▸ EXERCICES PROPOSÉS:
1. D'après le texte sur la synagogue de Trænheim, qu'est-ce qui a conduit un membre de la famille à gratter le badigeon de chaux des cloisons du grenier ? Répondez en une à trois phrases.
2. Répondez aux questions suivantes à l'aide du texte sur la synagogue de Trænheim :
(a) En quelle année le petit oratoire aménagé dans une maison particulière fut-il inauguré ?
(b) Quelle date porte la descente à la cave dans la cour de la maison ?
(c) Quelles sont les dimensions de l'espace situé sous les tuiles ?

▸ EXTRAIT DU TEXTE:
::::::::::
Trænheim

Synagogue de Trænheim

Au 18ème siècle un petit oratoire, inauguré en 1723, avait été aménagé dans une maison particulière. Une synagogue fut construite en 1842 sur un autre emplacement, mais après le départ de la dernière famille juive, en 1923, le consistoire du Bas-Rhin vendit la synagogue qui fut aussitôt démolie.

On peut voir encore les vestiges de l'oratoire, qui subsistent dans le grenier d'une maison de Trænheim. Il s'agit de la seule synagogue d'Alsace présentant des peintures murales. Ces vestiges ont été découverts au début des années 1990.

LE GRENIER-SYNAGOGUE DE Trænheim
par Bernard KELLER


Le pasteur Bernard Keller nous présente la synagogue-grenier de Traenheim
Réalisation : Jean-Luc Nachbauer / Les Films de l'Europe (début des années 1990)
© Site internet du Judaïsme d'Alsace et de Lorraine

Au centre de Trænheim, une maison discrète, en marge de la rue principale. Dans la cour, la descente à la cave porte une date, 1582. Mais c'est en montant au grenier qu'on découvre ce que cache la discrétion. Dans la pénombre, l'oeil – qui commence à s'habituer – distingue l'organisation des colombages. Les pans de bois des cloisons servent de cadres à des peintures murales. Sur l'enduit qui couvre le remplissage, des fleurs, des guirlandes, des dessins, énigmatiques au premier abord, et surtout des inscriptions en hébreu, soigneusement calligraphiées.

Grenier
Vue d'ensemble du grenier

A l'évidence, un ancien occupant des lieux était juif et avait aménagé ici, dans son domaine privé, un espace lié à son identité particulière. De nos jours, il n'y a plus de Juifs à Trænheim. Le propriétaire actuel raconte : il y a une vingtaine d'années, peut-être plus, il n'y avait là rien pour attirer l'attention. Les cloisons avaient été recouvertes d'un badigeon de chaux. Celui-ci, en s'écaillant, a probablement laissé deviner qu'il dissimulait un décor car un membre de la famille a gratté délicatement cette couche superficielle et a fait apparaître une première inscription. Signe des temps, la génération suivante s'intéressa d'avantage au grenier et dégagea de nouveau d'autres surfaces. Au bout du compte, ce qu'on peut voir aujourd'hui est quasiment unique en Alsace, région qui est pourtant riche en vestiges du passé de sa population juive. Sous les tuiles et intégré dans la charpente, cet espace de 5,50 x 4,50 m, conserve trois de ses quatre cloisons d'origine dont les décors renvoient à des éléments de la culture religieuse juive.
::::::::::
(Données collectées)
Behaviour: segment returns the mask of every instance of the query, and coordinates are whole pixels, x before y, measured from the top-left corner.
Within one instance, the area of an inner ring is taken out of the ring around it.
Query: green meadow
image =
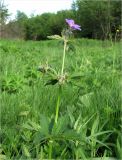
[[[55,123],[59,86],[38,67],[61,72],[63,44],[0,40],[1,160],[122,158],[121,42],[74,44]]]

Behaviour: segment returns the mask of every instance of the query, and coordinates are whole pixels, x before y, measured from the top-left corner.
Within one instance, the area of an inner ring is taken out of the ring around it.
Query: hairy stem
[[[61,86],[59,86],[58,99],[57,99],[57,103],[56,103],[55,123],[57,123],[57,121],[58,121],[60,100],[61,100]]]
[[[66,39],[64,39],[64,51],[63,51],[63,60],[62,60],[61,75],[63,75],[63,72],[64,72],[64,62],[65,62],[66,46],[67,46],[67,41],[66,41]]]

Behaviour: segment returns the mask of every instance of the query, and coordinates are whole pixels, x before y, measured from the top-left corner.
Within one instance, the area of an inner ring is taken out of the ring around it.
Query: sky
[[[59,10],[70,9],[73,0],[4,0],[7,5],[10,19],[14,19],[16,11],[20,10],[30,16],[42,14],[44,12],[56,13]]]

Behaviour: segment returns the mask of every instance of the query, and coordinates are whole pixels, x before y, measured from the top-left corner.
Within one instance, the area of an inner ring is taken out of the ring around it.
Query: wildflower
[[[68,23],[69,27],[73,30],[81,30],[80,26],[78,24],[75,24],[73,19],[65,19]]]

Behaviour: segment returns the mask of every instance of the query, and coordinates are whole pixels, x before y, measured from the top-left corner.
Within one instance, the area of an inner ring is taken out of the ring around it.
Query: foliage
[[[121,44],[74,43],[75,52],[65,59],[71,75],[55,123],[58,86],[44,86],[44,73],[60,69],[60,40],[0,41],[0,158],[121,158]]]

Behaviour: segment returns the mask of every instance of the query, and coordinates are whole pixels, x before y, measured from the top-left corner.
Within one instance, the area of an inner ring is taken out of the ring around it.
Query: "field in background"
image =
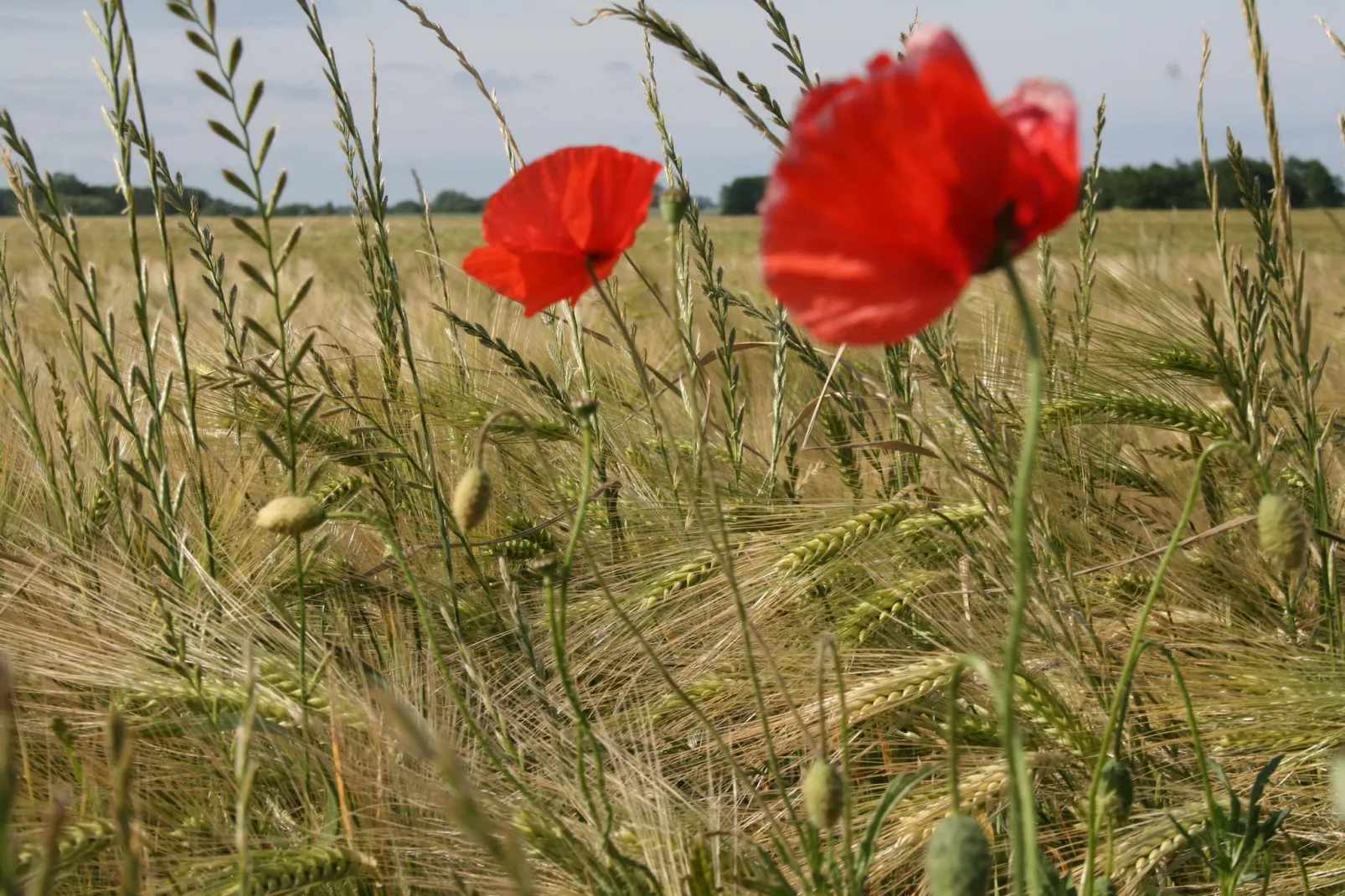
[[[217,133],[257,145],[242,44],[208,0],[169,8],[229,81],[207,114],[250,128]],[[0,896],[908,896],[951,810],[997,893],[1036,846],[1042,896],[1088,856],[1084,896],[1345,891],[1336,217],[1286,246],[1258,194],[1227,254],[1202,213],[1022,254],[1045,405],[1015,549],[1003,272],[907,343],[838,348],[763,293],[757,221],[693,215],[650,222],[611,307],[525,319],[453,268],[477,221],[433,222],[443,269],[414,218],[385,245],[377,141],[336,104],[362,217],[288,261],[292,219],[204,222],[210,257],[179,218],[171,252],[148,217],[136,241],[0,219]],[[139,165],[147,117],[113,105]],[[0,139],[24,204],[43,164],[3,110]],[[1002,694],[952,690],[968,657]]]
[[[656,214],[655,214],[656,218]],[[714,237],[717,260],[725,273],[725,284],[734,291],[746,291],[764,300],[761,278],[757,273],[757,238],[760,222],[757,218],[705,218]],[[288,276],[293,281],[315,274],[316,293],[305,307],[305,315],[312,322],[330,322],[335,315],[360,307],[360,293],[364,291],[359,254],[350,221],[346,218],[277,219],[278,233],[288,233],[292,226],[303,222],[304,235],[293,270]],[[227,219],[208,219],[215,230],[219,249],[229,260],[247,258],[257,261],[253,244],[243,238]],[[480,245],[480,218],[469,215],[438,217],[434,221],[438,234],[441,257],[447,264],[453,292],[484,295],[484,288],[471,283],[456,264],[473,248]],[[176,219],[169,219],[178,261],[186,264],[187,237],[178,231]],[[102,270],[112,274],[113,283],[122,280],[129,272],[125,256],[125,221],[121,218],[89,218],[81,221],[89,258]],[[148,227],[145,230],[148,234]],[[1103,211],[1099,214],[1098,252],[1104,269],[1118,276],[1132,276],[1165,284],[1174,293],[1188,291],[1192,277],[1210,277],[1217,270],[1212,248],[1210,217],[1208,211]],[[1254,245],[1255,234],[1248,215],[1241,211],[1229,213],[1229,242],[1232,245]],[[1295,239],[1307,249],[1309,264],[1322,288],[1319,295],[1330,295],[1340,287],[1345,291],[1345,215],[1330,210],[1310,210],[1295,214]],[[0,238],[9,242],[9,269],[20,283],[28,277],[40,280],[40,272],[34,270],[36,261],[31,250],[31,239],[17,218],[0,218]],[[1052,248],[1057,262],[1077,264],[1077,225],[1069,222],[1052,237]],[[443,301],[440,287],[430,269],[429,245],[424,223],[418,218],[398,217],[391,219],[391,248],[409,283],[418,291],[425,291],[434,301]],[[651,221],[640,231],[636,246],[631,250],[636,261],[650,272],[666,278],[666,229],[659,221]],[[153,264],[153,261],[151,261]],[[1030,260],[1022,262],[1025,270]],[[629,276],[629,269],[623,266]],[[621,274],[621,272],[619,272]],[[122,283],[122,285],[126,285]],[[635,284],[627,284],[632,289]],[[188,295],[196,301],[206,301],[200,291],[191,284]],[[998,284],[995,285],[998,288]],[[245,297],[249,284],[242,284]],[[38,289],[36,292],[40,292]],[[1321,300],[1325,311],[1337,311],[1332,300]],[[510,303],[500,301],[503,308]],[[40,305],[35,305],[35,311]],[[1341,303],[1345,309],[1345,301]],[[655,312],[651,303],[632,301],[631,313],[636,319]],[[38,312],[40,315],[40,312]],[[34,320],[27,322],[30,326]]]

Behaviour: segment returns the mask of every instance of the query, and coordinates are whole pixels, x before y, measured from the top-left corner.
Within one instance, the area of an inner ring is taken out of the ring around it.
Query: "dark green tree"
[[[720,213],[755,215],[765,196],[765,178],[734,178],[720,188]]]

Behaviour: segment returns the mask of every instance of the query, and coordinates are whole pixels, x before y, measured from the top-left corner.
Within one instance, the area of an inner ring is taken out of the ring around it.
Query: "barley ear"
[[[108,761],[112,766],[112,814],[117,850],[121,853],[121,893],[140,892],[140,833],[132,802],[133,756],[126,721],[117,708],[108,713]]]

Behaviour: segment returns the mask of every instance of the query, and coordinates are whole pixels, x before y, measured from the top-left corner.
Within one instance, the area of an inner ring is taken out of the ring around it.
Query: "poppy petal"
[[[560,252],[479,246],[463,260],[463,270],[502,296],[522,303],[529,318],[557,301],[578,299],[592,285],[586,260]]]
[[[995,248],[1010,133],[956,40],[933,38],[917,65],[878,57],[810,91],[776,163],[763,273],[822,339],[911,336]]]
[[[1013,130],[947,28],[927,27],[912,35],[905,65],[937,110],[943,145],[960,172],[950,187],[948,230],[960,241],[971,269],[981,270],[1002,239],[995,223],[1009,200]]]
[[[1021,245],[1054,230],[1079,204],[1079,113],[1068,87],[1025,81],[999,104],[1014,130],[1015,225]]]
[[[966,277],[920,260],[877,266],[855,258],[776,254],[771,291],[810,334],[831,343],[893,344],[954,305]]]
[[[662,165],[612,147],[568,147],[525,165],[486,203],[486,242],[515,252],[621,252],[648,215]]]

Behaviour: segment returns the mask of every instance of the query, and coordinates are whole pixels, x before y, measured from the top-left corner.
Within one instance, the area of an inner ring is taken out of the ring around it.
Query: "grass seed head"
[[[837,767],[819,759],[803,775],[803,813],[818,830],[831,830],[845,809],[845,782]]]
[[[1290,574],[1307,564],[1307,518],[1283,495],[1270,492],[1256,511],[1262,556],[1278,574]]]
[[[486,519],[491,506],[491,475],[480,467],[468,467],[453,490],[453,519],[463,531],[471,531]]]
[[[327,521],[327,511],[312,498],[284,495],[257,511],[257,527],[277,535],[301,535]]]

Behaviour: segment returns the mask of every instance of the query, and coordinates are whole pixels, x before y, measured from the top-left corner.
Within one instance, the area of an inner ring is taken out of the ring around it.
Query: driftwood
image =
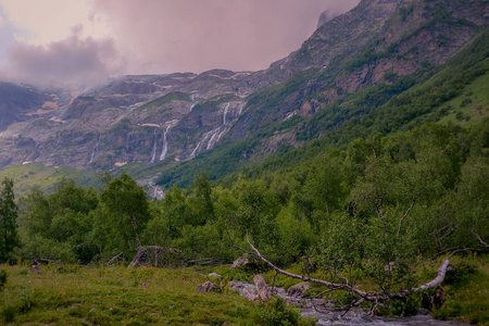
[[[139,247],[129,267],[184,267],[184,253],[178,249],[158,246]]]
[[[39,262],[39,260],[33,260],[33,261],[30,262],[29,271],[32,271],[32,272],[34,272],[34,273],[36,273],[36,274],[41,274],[41,273],[42,273],[42,272],[40,271],[40,262]]]
[[[113,261],[116,261],[118,259],[124,259],[124,252],[121,251],[118,254],[111,258],[111,260],[105,263],[105,266],[109,266],[110,264],[112,264]]]
[[[218,265],[229,264],[230,262],[231,261],[229,259],[220,258],[220,256],[203,258],[203,259],[196,259],[196,260],[188,260],[188,261],[186,260],[185,261],[186,265],[195,266],[196,269],[199,269],[199,266],[201,268],[214,267],[214,266],[218,266]]]
[[[256,287],[256,292],[262,301],[267,301],[272,297],[272,291],[269,290],[268,286],[266,285],[265,279],[261,274],[258,274],[253,277],[253,283]]]
[[[197,287],[198,292],[220,292],[221,288],[212,281],[205,281],[203,285]]]
[[[247,241],[248,241],[248,244],[253,250],[252,252],[247,251],[247,250],[244,250],[244,249],[242,249],[240,247],[237,247],[237,246],[236,247],[239,248],[243,252],[247,252],[249,254],[254,254],[258,259],[260,259],[262,262],[267,264],[269,267],[272,267],[273,269],[275,269],[279,274],[283,274],[283,275],[286,275],[286,276],[289,276],[289,277],[292,277],[292,278],[298,278],[298,279],[301,279],[303,281],[310,281],[310,283],[319,284],[322,286],[325,286],[325,287],[329,288],[330,290],[346,290],[346,291],[348,291],[348,292],[359,297],[359,299],[356,299],[352,303],[350,303],[348,305],[344,305],[344,306],[341,306],[338,310],[347,310],[348,311],[348,310],[350,310],[353,306],[359,306],[361,303],[363,303],[365,301],[368,301],[368,302],[372,302],[372,304],[373,304],[373,308],[371,310],[372,314],[375,312],[375,308],[380,302],[386,302],[386,301],[388,301],[390,299],[403,299],[406,296],[409,296],[410,293],[423,292],[425,290],[438,287],[443,281],[444,276],[447,274],[447,271],[448,271],[448,268],[450,266],[450,258],[453,254],[455,254],[456,252],[464,251],[464,250],[456,250],[456,251],[452,252],[448,258],[446,258],[442,261],[441,265],[438,267],[437,276],[432,280],[430,280],[430,281],[428,281],[426,284],[423,284],[418,288],[413,287],[413,288],[401,290],[401,291],[396,292],[396,293],[379,293],[379,292],[373,292],[373,291],[372,292],[362,291],[362,290],[360,290],[360,289],[358,289],[358,288],[355,288],[355,287],[353,287],[353,286],[351,286],[349,284],[337,284],[337,283],[326,281],[326,280],[323,280],[323,279],[317,279],[317,278],[313,278],[313,277],[308,277],[308,276],[302,276],[302,275],[289,273],[287,271],[284,271],[284,269],[279,268],[278,266],[276,266],[275,264],[269,262],[266,258],[264,258],[260,253],[260,251],[251,243],[250,238],[248,236],[248,233],[247,233]]]

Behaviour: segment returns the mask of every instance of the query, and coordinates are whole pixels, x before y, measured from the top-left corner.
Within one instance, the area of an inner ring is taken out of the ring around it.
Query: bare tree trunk
[[[421,291],[425,291],[427,289],[432,289],[435,287],[437,287],[438,285],[440,285],[443,279],[444,276],[447,274],[448,267],[450,265],[450,258],[455,254],[456,252],[461,252],[461,251],[466,251],[466,250],[471,250],[471,248],[466,248],[466,249],[461,249],[461,250],[456,250],[454,252],[452,252],[448,258],[446,258],[441,265],[438,267],[438,274],[437,276],[426,283],[423,284],[422,286],[419,286],[418,288],[410,288],[410,289],[404,289],[401,290],[397,293],[378,293],[378,292],[365,292],[362,290],[359,290],[358,288],[354,288],[353,286],[350,286],[348,284],[336,284],[336,283],[330,283],[330,281],[326,281],[323,279],[317,279],[317,278],[312,278],[312,277],[308,277],[308,276],[302,276],[302,275],[298,275],[298,274],[293,274],[293,273],[289,273],[287,271],[284,271],[281,268],[279,268],[278,266],[274,265],[273,263],[271,263],[266,258],[264,258],[260,251],[250,242],[250,238],[248,236],[247,233],[247,241],[248,244],[251,247],[251,249],[253,250],[253,252],[249,252],[242,248],[239,248],[241,251],[244,251],[249,254],[254,254],[256,258],[259,258],[261,261],[263,261],[264,263],[266,263],[268,266],[271,266],[273,269],[275,269],[277,273],[292,277],[292,278],[298,278],[298,279],[302,279],[304,281],[311,281],[311,283],[315,283],[315,284],[319,284],[323,285],[331,290],[346,290],[351,292],[352,294],[356,294],[359,296],[361,299],[353,301],[351,304],[348,304],[346,306],[342,308],[343,309],[351,309],[352,306],[356,306],[359,304],[361,304],[364,301],[371,301],[374,302],[375,305],[378,305],[379,302],[385,302],[387,300],[390,299],[402,299],[405,298],[409,293],[412,292],[421,292]]]

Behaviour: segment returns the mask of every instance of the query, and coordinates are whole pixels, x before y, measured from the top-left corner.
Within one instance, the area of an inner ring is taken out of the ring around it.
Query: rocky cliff
[[[293,116],[317,114],[348,95],[432,72],[487,27],[487,4],[363,0],[326,15],[298,51],[254,73],[125,76],[72,99],[1,84],[0,166],[172,164],[285,121],[293,127]],[[253,150],[236,155],[300,146],[290,125],[263,133]]]

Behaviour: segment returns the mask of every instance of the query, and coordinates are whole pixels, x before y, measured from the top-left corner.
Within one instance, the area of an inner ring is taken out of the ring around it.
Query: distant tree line
[[[258,167],[227,187],[204,173],[163,200],[149,199],[127,174],[104,174],[100,191],[63,179],[52,193],[32,189],[15,203],[4,179],[0,259],[87,264],[123,253],[130,261],[139,246],[160,246],[187,259],[233,260],[250,248],[248,235],[277,266],[322,269],[350,285],[368,277],[377,291],[400,291],[419,258],[487,252],[488,148],[487,122],[427,123],[374,133],[294,167]]]

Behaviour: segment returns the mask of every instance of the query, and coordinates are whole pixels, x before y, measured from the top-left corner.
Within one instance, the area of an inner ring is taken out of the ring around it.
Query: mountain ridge
[[[233,151],[240,148],[234,142],[254,135],[236,156],[248,161],[299,147],[367,112],[335,117],[336,125],[310,136],[301,131],[305,118],[368,87],[432,74],[487,27],[484,2],[362,0],[265,71],[124,76],[10,125],[0,138],[0,165],[113,170],[139,162],[154,172],[215,147]]]

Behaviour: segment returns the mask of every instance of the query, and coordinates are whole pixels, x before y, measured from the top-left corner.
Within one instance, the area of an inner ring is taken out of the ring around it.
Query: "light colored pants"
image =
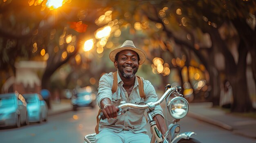
[[[142,133],[135,134],[128,130],[117,132],[113,129],[104,128],[96,135],[95,141],[97,143],[149,143],[150,139],[147,134]]]

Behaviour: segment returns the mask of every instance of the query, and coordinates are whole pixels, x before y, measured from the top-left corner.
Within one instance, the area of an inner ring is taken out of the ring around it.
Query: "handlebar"
[[[139,109],[144,109],[151,108],[152,106],[155,106],[157,105],[160,104],[164,101],[164,100],[168,96],[168,95],[172,93],[173,92],[176,92],[179,93],[181,91],[182,87],[180,85],[177,86],[172,87],[170,85],[167,85],[166,86],[166,90],[165,92],[164,93],[163,96],[158,100],[155,102],[150,102],[145,105],[137,105],[132,103],[126,103],[117,106],[117,108],[119,109],[117,111],[117,115],[119,115],[126,111],[127,110],[123,110],[123,109],[126,108],[134,108]],[[106,118],[104,115],[103,112],[101,112],[100,114],[101,117],[102,119],[104,119]]]

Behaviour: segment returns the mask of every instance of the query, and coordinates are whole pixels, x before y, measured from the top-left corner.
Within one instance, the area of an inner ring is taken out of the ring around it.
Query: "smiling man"
[[[144,128],[146,124],[144,110],[131,109],[125,113],[117,116],[116,106],[120,102],[138,104],[141,102],[155,102],[157,100],[154,87],[148,81],[135,75],[139,66],[146,60],[146,55],[136,48],[132,41],[126,40],[119,48],[110,52],[110,58],[117,69],[115,74],[104,74],[99,84],[97,101],[107,119],[99,121],[98,130],[95,140],[96,143],[149,143],[150,139]],[[143,82],[145,97],[139,95],[139,80]],[[117,82],[116,91],[112,86]],[[167,130],[159,105],[156,106],[151,114],[162,133]]]

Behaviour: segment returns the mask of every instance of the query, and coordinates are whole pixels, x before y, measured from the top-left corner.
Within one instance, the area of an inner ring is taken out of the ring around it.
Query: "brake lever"
[[[130,108],[128,107],[125,110],[122,110],[121,108],[120,108],[120,107],[118,107],[119,111],[118,111],[118,112],[117,113],[117,115],[120,115],[121,114],[124,114],[126,111],[129,111],[129,110],[130,108]]]
[[[175,91],[173,92],[173,95],[174,95],[174,96],[175,96],[175,97],[177,97],[177,96],[179,96],[179,97],[183,97],[183,95],[182,95],[181,94],[179,93],[179,92],[176,91]]]

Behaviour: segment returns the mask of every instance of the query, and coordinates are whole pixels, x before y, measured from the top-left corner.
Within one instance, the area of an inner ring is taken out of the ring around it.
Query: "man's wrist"
[[[105,105],[104,106],[104,107],[103,107],[103,109],[105,108],[106,107],[108,106],[109,106],[111,105],[111,104],[107,104]]]

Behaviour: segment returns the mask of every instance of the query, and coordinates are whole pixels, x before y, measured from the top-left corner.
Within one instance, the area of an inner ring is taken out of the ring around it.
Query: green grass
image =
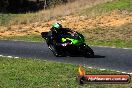
[[[131,12],[132,1],[131,0],[113,0],[112,2],[98,4],[91,8],[87,8],[83,10],[80,14],[88,15],[88,16],[97,16],[97,15],[103,15],[113,10],[127,10]]]
[[[86,68],[87,74],[120,74]],[[59,62],[0,57],[1,88],[131,88],[130,84],[78,85],[78,65]]]
[[[1,38],[1,40],[34,41],[34,42],[44,41],[41,35],[11,36],[11,37]]]
[[[90,45],[132,48],[132,25],[85,29],[81,32]]]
::::::::::
▸ CORRIGÉS DÉTAILLÉS:
1. En s'écaillant, le badigeon de chaux a probablement laissé deviner qu'il cachait un décor. Un membre de la famille l'a donc gratté délicatement, ce qui a fait apparaître une première inscription.

2.
(a) En 1723.
(b) 1582.
(c) 5,50 x 4,50 m.